Fragmento del documento:
··········

San Antonio de Padua
Queridos hermanos y hermanas:
Esta mañana quiero hablar de otro santo
perteneciente a la primera generación de los Frailes Menores: san Antonio de
Padua o, como también se le suele llamar, de Lisboa, refiriéndose a su ciudad
natal. Se trata de uno de los santos más populares de toda la Iglesia católica, venerado
no sólo en Padua, donde se erigió una basílica espléndida que recoge sus restos
mortales, sino en todo el mundo. Los fieles estiman las imágenes y las estatuas
que lo representan con el lirio, símbolo de su pureza, o con el Niño Jesús en
brazos, recordando una milagrosa aparición mencionada por algunas fuentes
literarias. San Antonio contribuyó de modo significativo al desarrollo de la
espiritualidad franciscana, con sus extraordinarias dotes de inteligencia, de
equilibrio, de celo apostólico y, principalmente, de fervor místico.
Nació en Lisboa, en una familia noble, alrededor de 1195, y fue bautizado
con el nombre de Fernando. Entró en los Canónigos que seguían la Regla monástica de san
Agustín, primero en el monasterio de San Vicente en Lisboa y, sucesivamente, en
el de la Santa Cruz
en Coimbra, célebre centro cultural de Portugal. Se dedicó con interés y
solicitud al estudio de la
Biblia y de los Padres de la Iglesia, adquiriendo la
ciencia teológica que utilizó en la actividad de enseñanza y de predicación. En
Coimbra tuvo lugar el episodio que imprimió un viraje decisivo a su vida: allí,
en 1220 se expusieron las reliquias de los primeros cinco misioneros
franciscanos, que habían ido a Marruecos, donde habían sufrido el martirio. Su
testimonio hizo nacer en el joven Fernando el deseo de imitarlos y de avanzar
por el camino de la perfección cristiana: pidió dejar los Canónigos agustinos y
hacerse Fraile Menor. Su petición fue acogida y, tomando el nombre de Antonio,
también él partió hacia Marruecos, pero la Providencia divina
dispuso las cosas de otro modo. A consecuencia de una enfermedad, se vio
obligado a regresar a Italia y, en 1221, participó en el famoso "Capítulo
de las esteras" en Asís, donde se encontró también con san Francisco.
Luego vivió durante algún tiempo totalmente retirado en un convento de Forlí,
en el norte de Italia, donde el Señor lo llamó a otra misión. Por
circunstancias completamente casuales, fue invitado a predicar con ocasión de
una ordenación sacerdotal, y demostró que estaba dotado de tanta ciencia y
elocuencia, que los superiores lo destinaron a la predicación. Comenzó así, en
Italia y en Francia, una actividad apostólica tan intensa y eficaz que indujo a
volver a la Iglesia
a no pocas personas que se habían alejado de ella. Asimismo, fue uno de los
primeros maestros de teología de los Frailes Menores, si no incluso el primero.
Comenzó su enseñanza en Bolonia, con la bendición de san Francisco, el cual,
reconociendo las virtudes de Antonio, le envió una breve carta que comenzaba
con estas palabras: "Me agrada que enseñes teología a los frailes".

··········

Objetivo de la tarea:
Prolonga, por favor, el texto sobre san Antonio de Padua a partir de su última frase.

··········

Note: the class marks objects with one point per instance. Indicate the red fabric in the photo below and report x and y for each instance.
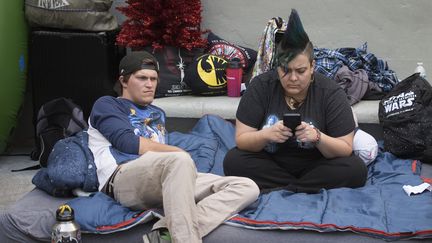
(162, 23)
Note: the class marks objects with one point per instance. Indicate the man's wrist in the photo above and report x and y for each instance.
(318, 136)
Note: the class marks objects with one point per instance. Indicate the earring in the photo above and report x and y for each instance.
(312, 78)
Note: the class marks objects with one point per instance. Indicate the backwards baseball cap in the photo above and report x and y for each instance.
(134, 61)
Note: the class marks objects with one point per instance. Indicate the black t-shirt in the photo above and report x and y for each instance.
(326, 107)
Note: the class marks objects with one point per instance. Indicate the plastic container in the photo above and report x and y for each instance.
(65, 229)
(234, 75)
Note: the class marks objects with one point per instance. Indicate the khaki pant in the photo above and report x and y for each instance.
(194, 203)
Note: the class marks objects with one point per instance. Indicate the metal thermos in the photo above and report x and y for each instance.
(66, 229)
(234, 74)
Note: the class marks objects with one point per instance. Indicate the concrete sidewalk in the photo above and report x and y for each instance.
(15, 184)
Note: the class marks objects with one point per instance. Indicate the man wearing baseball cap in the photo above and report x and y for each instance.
(138, 169)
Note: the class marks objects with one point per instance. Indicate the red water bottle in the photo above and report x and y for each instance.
(234, 73)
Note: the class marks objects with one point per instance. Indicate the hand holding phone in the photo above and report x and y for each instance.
(292, 120)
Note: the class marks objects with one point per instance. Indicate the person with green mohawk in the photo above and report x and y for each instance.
(314, 155)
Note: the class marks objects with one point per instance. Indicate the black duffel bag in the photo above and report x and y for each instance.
(406, 116)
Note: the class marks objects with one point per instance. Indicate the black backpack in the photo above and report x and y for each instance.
(406, 116)
(56, 119)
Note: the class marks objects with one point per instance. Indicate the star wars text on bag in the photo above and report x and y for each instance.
(406, 116)
(399, 104)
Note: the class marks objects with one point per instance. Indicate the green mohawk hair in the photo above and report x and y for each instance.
(294, 41)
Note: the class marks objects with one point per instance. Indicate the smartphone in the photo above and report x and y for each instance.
(292, 120)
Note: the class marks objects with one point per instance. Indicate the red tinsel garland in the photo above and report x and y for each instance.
(162, 22)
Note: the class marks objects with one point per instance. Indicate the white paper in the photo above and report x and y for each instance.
(417, 189)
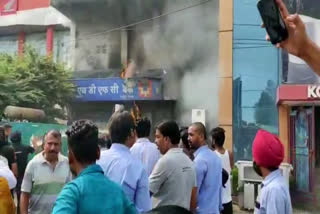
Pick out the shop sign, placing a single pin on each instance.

··········

Tu respuesta:
Antonio sentó las bases de la teología franciscana que, cultivada por otras
insignes figuras de pensadores, alcanzaría su culmen con san Buenaventura de
Bagnoregio y el beato Duns Scoto.
Elegido superior provincial de los Frailes Menores del norte de Italia,
continuó el ministerio de la predicación, alternándolo con las funciones de
gobierno. Cuando concluyó su cargo de provincial, se retiró cerca de Padua,
donde ya había estado otras veces. Apenas un año después, el 13 de junio de
1231, murió a las puertas de la ciudad. Padua, que en vida lo había acogido con
afecto y veneración, le tributó para siempre honor y devoción. El propio Papa
Gregorio IX, que después de haberlo escuchado predicar lo había definido
"Arca del Testamento", lo canonizó apenas un año después de su
muerte, en 1232, también a consecuencia de los milagros acontecidos por su
intercesión.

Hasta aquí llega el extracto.